--- START OF Data supplied ---
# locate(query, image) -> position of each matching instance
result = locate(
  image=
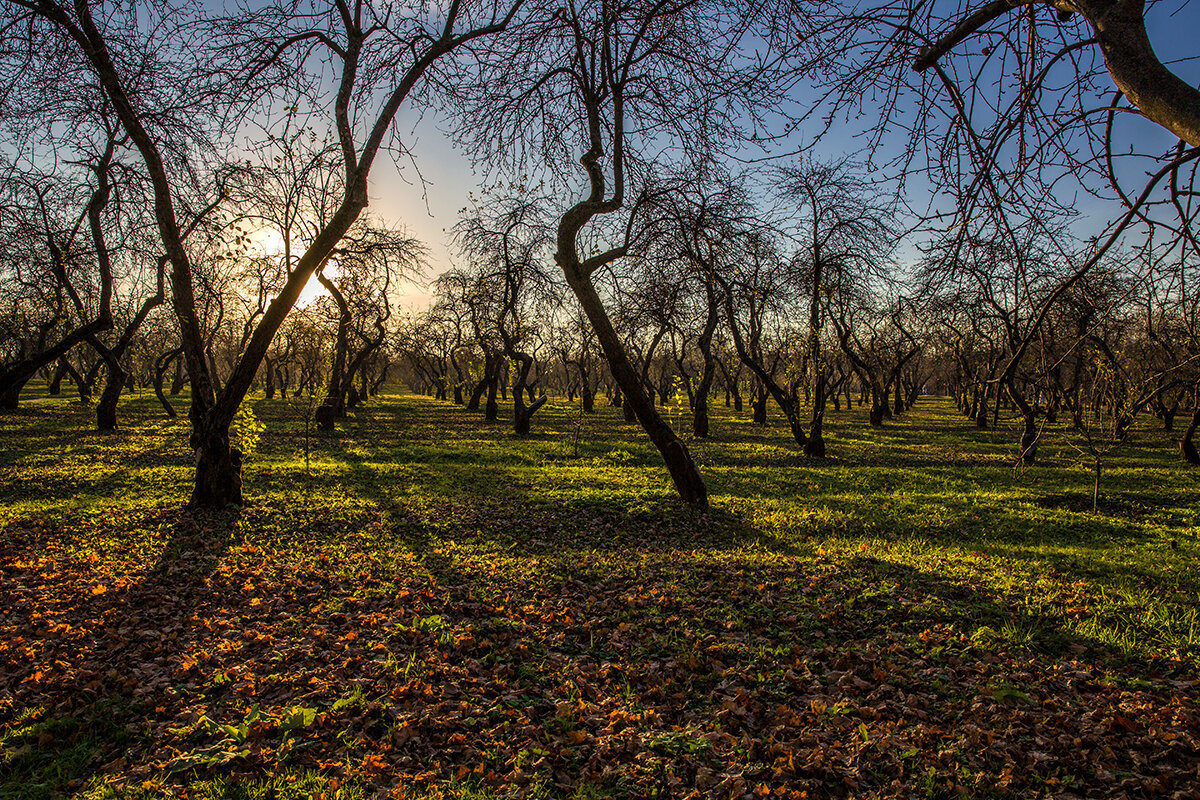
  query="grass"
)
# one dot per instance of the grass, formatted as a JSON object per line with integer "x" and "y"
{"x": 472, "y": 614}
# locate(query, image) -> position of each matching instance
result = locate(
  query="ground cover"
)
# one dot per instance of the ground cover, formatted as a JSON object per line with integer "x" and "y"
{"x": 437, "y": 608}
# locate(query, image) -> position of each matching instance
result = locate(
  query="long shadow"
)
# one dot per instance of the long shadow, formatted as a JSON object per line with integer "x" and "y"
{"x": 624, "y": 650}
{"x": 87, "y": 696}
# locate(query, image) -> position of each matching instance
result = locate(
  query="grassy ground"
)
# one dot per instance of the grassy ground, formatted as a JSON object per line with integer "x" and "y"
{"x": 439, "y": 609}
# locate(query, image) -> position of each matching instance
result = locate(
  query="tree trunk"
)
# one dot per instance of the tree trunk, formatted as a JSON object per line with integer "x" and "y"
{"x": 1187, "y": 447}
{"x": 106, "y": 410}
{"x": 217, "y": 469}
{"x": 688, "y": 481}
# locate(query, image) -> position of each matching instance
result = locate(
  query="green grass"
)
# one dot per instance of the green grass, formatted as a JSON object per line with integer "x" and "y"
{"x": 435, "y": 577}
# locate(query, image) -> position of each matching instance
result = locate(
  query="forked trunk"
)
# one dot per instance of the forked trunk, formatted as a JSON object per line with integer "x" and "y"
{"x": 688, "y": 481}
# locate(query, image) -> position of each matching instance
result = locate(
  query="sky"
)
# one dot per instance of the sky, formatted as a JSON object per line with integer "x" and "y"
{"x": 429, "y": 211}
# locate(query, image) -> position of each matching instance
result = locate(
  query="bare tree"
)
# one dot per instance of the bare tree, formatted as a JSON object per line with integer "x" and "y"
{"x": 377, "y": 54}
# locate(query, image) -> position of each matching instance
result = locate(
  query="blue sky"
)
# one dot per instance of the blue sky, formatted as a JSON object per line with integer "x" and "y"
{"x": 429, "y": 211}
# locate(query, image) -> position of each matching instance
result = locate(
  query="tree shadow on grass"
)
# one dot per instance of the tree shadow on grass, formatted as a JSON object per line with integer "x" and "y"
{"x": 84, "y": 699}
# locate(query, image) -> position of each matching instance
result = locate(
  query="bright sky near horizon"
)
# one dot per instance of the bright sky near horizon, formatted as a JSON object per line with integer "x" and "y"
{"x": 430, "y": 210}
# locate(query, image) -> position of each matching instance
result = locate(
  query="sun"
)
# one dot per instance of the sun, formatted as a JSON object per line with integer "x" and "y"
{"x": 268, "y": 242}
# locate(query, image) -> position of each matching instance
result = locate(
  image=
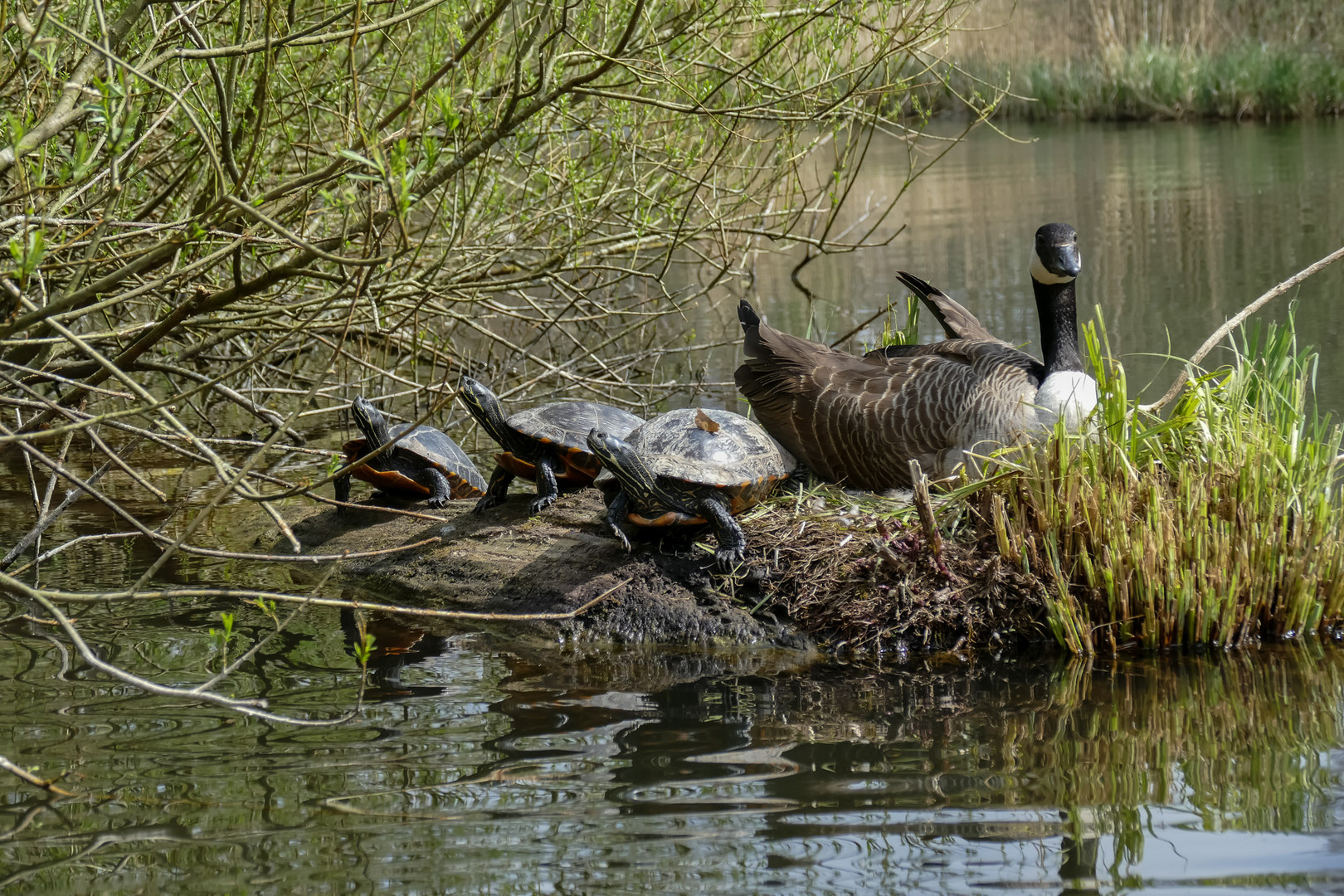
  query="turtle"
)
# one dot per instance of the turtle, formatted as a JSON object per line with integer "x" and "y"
--- END OF Data supplied ---
Task goal –
Transcribe each line above verbatim, with the pictures left out.

Response to the task –
# locate(query, image) -> position of each matching instance
result = locate(
  image=
  query="grass"
)
# one dot per instance of the grass, formatted as a JSON object per line with integer "x" and "y"
{"x": 472, "y": 614}
# locate(query, image) -> position of each matching instance
result = locate(
  query="ground cover"
)
# one dot per instance of the ground cover, formatted as a JSON object per line with integer "x" and "y"
{"x": 437, "y": 608}
# locate(query, image) -> position of each matching instance
result = locate(
  query="long shadow"
)
# one dot per instance of the long shadow, formatted as a JSON object per line with integer "x" and "y"
{"x": 624, "y": 650}
{"x": 87, "y": 696}
# locate(query, image) -> position of each matching instance
result = locate(
  query="grassy ground"
)
# one dot per instance of the grassy ground, formatted as a JSON object per line with integer "x" and "y"
{"x": 439, "y": 609}
# locate(query, image) -> position of each matching instance
result = locate(
  query="tree trunk"
)
# one dot per instance of the tree trunk, formatted as a JSON object per line with integer "x" and "y"
{"x": 1187, "y": 447}
{"x": 106, "y": 410}
{"x": 217, "y": 469}
{"x": 688, "y": 481}
# locate(query, image) -> position of each matching instance
result = locate(
  query="green grass"
)
# one dot per instance of the green grass, formatted as a JSON object per line with integer "x" and "y"
{"x": 435, "y": 577}
# locate(query, image) -> position of each matching instance
result = locate(
  query="forked trunk"
)
# one dot per instance of the forked trunk, formatted as a JSON object per line with integer "x" and "y"
{"x": 688, "y": 481}
# locate(query, image) -> position of each matching instance
result = locate(
  query="sky"
)
# one dot per instance of the sky, formatted as a JSON object per line with integer "x" and "y"
{"x": 429, "y": 211}
# locate(query, image) -> position of each matching instance
result = locate(
  query="bare tree"
)
# one dot per instance of the bare tree, formatted as a JSON object per line with integer "x" and "y"
{"x": 377, "y": 54}
# locate(query, image) -> position of each matching instance
result = locate(
  query="blue sky"
)
# one dot per instance of the blue sky, formatted as a JSON object per line with integer "x" and "y"
{"x": 429, "y": 211}
# locate(query, image) -> position of each matching instance
result = locate(
  query="tree shadow on grass"
)
# one dot per instance of the tree shadow on grass, formatted as a JSON object per line with integer "x" and "y"
{"x": 84, "y": 699}
# locate(query, image) -> position of each matching instance
result = locate(
  query="bright sky near horizon"
)
# one dot per instance of the bright sky near horizon, formatted as a JSON object per line with integer "x" and "y"
{"x": 430, "y": 210}
# locate(query, image) -> position of each matching instance
result = locate(
  query="sun"
)
# one dot per instance of the sun, formatted as a JSON object per line with integer "x" and "y"
{"x": 268, "y": 242}
# locate(query, image) -> position of each matching instance
result = locate(
  image=
  query="turtle"
)
# one dot per instance of the turtle, formatted as a JSON object per line with integer "x" and "y"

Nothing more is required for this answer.